-- SUPPLIED PASSAGE follows --
Differently from church-religion, diffused religion does not allow, in general and per se, the creation of associations that could prelude to further engagements at civil society level. It is, nevertheless, indubitable that it constitutes a privileged and adequate space for wide-spectrum critical reflections as regards the state and politics, and the entire civil society. The latter finds in diffused religion itself an important lever to oppose the state, as diffused religion is in fact a sort of gym that trains individuals to freedom of mind, to critical observations, to detailed analysis.


All this happens, usually, independently from ‘three-line-whips’, and therefore in a tendentially open form, not subject to pre-constituted indications. Basic religious values persist, but do not become conditioning and exclusive: at the most, the lack of places and times devoted to exercising public debate can create difficulties, a reason why one must be content with extemporary conversations in bars, in sitting rooms, or during a convention – which is temporary and whose participants rarely meet and are therefore unlikely to act together in a social action that could be relevant within civil society.


Diffused religion and civil society


Despite a certain Diaspora that can be noted in the various forms of diffused religion, it is society itself trying to create some order and offer some plots to follow, with the aim of regulating feelings and orientations, relations and differences.
-- SUPPLIED PASSAGE concluded --
-- GIVEN DATA follows --
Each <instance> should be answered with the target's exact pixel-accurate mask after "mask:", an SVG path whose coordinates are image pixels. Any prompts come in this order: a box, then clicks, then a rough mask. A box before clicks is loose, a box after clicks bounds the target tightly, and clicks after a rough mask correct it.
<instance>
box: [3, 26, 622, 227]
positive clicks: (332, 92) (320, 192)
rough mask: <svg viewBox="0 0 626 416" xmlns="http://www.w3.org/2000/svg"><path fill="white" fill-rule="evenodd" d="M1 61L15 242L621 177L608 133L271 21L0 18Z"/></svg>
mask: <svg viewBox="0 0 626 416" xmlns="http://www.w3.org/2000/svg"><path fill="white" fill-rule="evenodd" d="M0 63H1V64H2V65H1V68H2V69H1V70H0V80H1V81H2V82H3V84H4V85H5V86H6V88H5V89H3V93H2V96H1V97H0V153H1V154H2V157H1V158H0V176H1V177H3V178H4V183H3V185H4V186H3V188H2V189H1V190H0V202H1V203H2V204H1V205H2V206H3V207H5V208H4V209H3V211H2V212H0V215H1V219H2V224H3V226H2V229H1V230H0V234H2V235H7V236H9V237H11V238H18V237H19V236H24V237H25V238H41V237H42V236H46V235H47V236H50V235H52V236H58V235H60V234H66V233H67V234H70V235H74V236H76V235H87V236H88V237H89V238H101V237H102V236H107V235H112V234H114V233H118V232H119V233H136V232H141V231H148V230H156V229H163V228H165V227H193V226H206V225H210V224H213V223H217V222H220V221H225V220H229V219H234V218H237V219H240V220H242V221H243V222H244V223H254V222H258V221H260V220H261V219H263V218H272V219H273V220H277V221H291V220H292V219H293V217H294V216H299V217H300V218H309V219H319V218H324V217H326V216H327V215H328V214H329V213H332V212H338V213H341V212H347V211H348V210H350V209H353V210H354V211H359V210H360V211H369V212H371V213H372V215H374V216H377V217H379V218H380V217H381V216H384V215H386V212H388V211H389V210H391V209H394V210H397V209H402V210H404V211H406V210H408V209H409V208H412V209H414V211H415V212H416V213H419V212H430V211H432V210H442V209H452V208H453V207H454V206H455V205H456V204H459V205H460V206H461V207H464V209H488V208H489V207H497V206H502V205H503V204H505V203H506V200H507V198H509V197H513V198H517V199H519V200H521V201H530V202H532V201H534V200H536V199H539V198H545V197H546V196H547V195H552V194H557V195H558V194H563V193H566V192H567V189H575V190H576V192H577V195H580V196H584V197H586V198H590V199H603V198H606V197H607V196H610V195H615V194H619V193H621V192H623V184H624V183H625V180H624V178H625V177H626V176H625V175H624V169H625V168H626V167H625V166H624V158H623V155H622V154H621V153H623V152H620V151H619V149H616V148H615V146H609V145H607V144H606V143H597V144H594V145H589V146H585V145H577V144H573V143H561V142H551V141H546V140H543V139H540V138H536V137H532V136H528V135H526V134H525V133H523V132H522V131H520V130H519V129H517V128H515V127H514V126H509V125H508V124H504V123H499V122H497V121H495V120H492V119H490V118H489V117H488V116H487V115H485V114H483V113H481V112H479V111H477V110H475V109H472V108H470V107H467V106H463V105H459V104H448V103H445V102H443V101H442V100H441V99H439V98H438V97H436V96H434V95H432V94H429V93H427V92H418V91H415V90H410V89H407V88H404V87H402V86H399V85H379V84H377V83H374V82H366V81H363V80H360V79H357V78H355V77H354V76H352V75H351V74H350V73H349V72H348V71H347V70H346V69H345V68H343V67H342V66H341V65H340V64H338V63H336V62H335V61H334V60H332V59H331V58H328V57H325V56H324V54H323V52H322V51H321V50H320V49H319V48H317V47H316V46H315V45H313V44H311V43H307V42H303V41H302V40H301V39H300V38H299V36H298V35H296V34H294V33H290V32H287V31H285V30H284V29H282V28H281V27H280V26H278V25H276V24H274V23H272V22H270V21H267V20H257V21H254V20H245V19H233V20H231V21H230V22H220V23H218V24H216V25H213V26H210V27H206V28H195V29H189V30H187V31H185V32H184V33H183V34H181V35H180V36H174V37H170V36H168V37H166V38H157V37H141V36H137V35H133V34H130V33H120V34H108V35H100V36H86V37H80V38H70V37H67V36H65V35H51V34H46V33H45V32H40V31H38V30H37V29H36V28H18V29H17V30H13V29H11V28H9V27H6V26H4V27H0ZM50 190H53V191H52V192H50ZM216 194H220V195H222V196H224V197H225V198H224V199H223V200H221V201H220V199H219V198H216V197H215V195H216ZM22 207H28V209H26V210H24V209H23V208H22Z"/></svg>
-- GIVEN DATA concluded --
> **ASSIGNMENT A**
From the passage on diffused religion above the lines, list every place or occasion it names for extemporary conversations.
> **ASSIGNMENT B**
Please answer these questions using the passage on diffused religion, which sits above the lines:
(i) Unlike church-religion, what does diffused religion not allow, in general and per se?
(ii) Diffused religion is compared to a sort of gym. What three things does it train individuals to?
(iii) In the final paragraph, what aim does society have in creating some order and offering some plots to follow?
> **ASSIGNMENT C**
Proceed with the passage on diffused religion, placed above the lines, starting right after its final sentence.

> **ANSWER SECTION A**
- bars
- sitting rooms
- a convention

> **ANSWER SECTION B**
(i) The creation of associations that could prelude to further engagements at civil society level.
(ii) Freedom of mind, critical observations and detailed analysis.
(iii) Regulating feelings and orientations, relations and differences.

> **ANSWER SECTION C**
However, there is something peculiarly common to see a diffused religion and civil society convergence: it is the presence of values guiding individual actions according to a social key and for community integration purposes. Such values are so decisive – in defining what diffused religion represents – that it is possible, after due consideration (with data on hand), to talk also about a religion of diffused values. This means that such values are spread and experimented in the framework of primary and secondary socialization, but then persist for a long time, and end up by reverberating in civil society, where religious belief and practice can fail (as what is currently happening), although those ethical references coming from the same diffused religion continuously re-emerge, even by that diffused religion (not accompanied by a regular practice and/or is rather critical towards the religious establishment).


The obtained result is then a decisive contribution to the integration of civil society itself, even with the necessary differences.


Moreover, the most relevant alliance is between diffused religion and civil society against the State. There is a tacit mutual understanding aimed at saving interests and instances of single social actors. This represents an extraordinary promotion of democracy itself. It is not by accident that the weakening of civil society implies a sliding towards authoritarianism. And, if diffused religion is not anymore able to exercise its power through values, it de facto opens the way to totalitarian solutions. In conclusion, diffused religion and civil society seem to share the ethical character of the idea of reality, so as to reduce the possibilities of development of selfish results, based on mere individual interest.


Both diffused religion and civil society avail the use of the family and its socializing action, that induces new generations to acquire a particular vision of the world, a decisional autonomy in ethical choices, a critical ability, a conscious orientation in the activities to start both as regards the use and the consumptions.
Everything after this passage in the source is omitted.